■ Input
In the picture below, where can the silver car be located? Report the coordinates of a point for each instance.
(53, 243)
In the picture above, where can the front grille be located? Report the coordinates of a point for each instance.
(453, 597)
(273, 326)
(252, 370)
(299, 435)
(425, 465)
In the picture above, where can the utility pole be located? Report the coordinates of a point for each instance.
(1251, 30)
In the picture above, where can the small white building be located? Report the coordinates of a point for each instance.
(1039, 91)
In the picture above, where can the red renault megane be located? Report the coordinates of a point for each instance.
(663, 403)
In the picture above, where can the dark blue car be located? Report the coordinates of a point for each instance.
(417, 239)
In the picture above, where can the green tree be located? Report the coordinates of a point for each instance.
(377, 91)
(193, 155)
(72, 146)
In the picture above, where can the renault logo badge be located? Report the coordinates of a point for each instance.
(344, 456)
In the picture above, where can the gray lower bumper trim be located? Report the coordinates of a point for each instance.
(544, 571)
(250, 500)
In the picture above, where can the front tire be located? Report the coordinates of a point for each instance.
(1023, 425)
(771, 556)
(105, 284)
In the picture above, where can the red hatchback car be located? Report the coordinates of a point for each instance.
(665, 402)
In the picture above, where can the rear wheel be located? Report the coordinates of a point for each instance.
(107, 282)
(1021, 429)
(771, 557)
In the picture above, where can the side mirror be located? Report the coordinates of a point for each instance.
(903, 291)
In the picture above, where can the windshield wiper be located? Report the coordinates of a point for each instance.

■ Aim of the exercise
Change "front tire" to "front wheel" in the lines from the one containing "In the picture above, where can the dark" through the last line, and give only those lines back with nothing else altered.

■ Result below
In the picture above, where can the dark blue car be located? Report the coordinates of a point for each instance.
(417, 239)
In the picture above, where can the green tree be located? Report the coordinates of a point for each instance.
(377, 91)
(193, 155)
(72, 146)
In the picture above, where can the renault logo badge be located? Report the coordinates of a point for each instance.
(344, 456)
In the picture above, where can the gray lower bumper trim be located? Report the coordinates of a point for each instance.
(544, 571)
(250, 500)
In the picture above, where can the front wheel be located? Report the coordinates of a point for each instance.
(1023, 425)
(771, 556)
(105, 284)
In the picture above, where can the red hatchback car be located? Report the coordinates of a point for each instance.
(665, 402)
In the picture above, where can the rear wheel be located? Report the coordinates of a point for each instance.
(107, 282)
(1021, 429)
(771, 557)
In the picture above, where can the side mirror be located? Report the coordinates of a point for each instance.
(903, 291)
In the picture above, where can the windshield wiper be located? Report the coordinates of a point for each instance.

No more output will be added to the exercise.